Task directions:
Could you repeat word for word only the lines from the one containing "Expected: for every instance of the cloudy" to the last line of the data below?

Information:
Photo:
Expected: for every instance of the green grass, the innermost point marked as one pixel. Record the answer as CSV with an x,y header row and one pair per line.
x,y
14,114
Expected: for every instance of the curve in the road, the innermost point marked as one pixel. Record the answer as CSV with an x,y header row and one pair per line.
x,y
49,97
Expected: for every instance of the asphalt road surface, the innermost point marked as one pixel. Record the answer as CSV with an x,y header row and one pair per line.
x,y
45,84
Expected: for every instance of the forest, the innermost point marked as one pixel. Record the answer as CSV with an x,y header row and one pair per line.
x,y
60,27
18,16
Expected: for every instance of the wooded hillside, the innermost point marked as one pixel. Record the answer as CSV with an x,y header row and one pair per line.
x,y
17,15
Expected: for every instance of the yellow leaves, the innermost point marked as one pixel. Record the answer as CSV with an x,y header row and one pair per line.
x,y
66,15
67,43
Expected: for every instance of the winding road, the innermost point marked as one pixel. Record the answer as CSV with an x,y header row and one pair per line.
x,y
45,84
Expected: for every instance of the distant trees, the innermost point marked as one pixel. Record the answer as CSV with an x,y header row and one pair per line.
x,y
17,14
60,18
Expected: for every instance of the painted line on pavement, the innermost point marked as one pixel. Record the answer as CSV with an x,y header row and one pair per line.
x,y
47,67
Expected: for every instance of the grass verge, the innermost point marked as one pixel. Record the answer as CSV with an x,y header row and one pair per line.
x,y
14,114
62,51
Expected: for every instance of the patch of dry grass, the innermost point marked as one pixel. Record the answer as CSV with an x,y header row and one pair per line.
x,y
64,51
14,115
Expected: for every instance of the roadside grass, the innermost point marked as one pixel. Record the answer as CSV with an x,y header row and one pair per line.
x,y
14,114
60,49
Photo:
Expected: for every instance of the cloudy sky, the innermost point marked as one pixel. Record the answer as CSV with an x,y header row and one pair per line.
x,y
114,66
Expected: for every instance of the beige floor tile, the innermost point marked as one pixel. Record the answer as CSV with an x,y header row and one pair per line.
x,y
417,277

Solution for this task:
Expected: for every instance of the cloudy sky, the innermost point marked as one pixel. Record the answer as CSV with an x,y header row and one pair per line.
x,y
114,66
Expected: for every instance of the beige floor tile, the innermost point marked as one pixel. Record the answer as CSV with an x,y header row and one pair per line.
x,y
417,277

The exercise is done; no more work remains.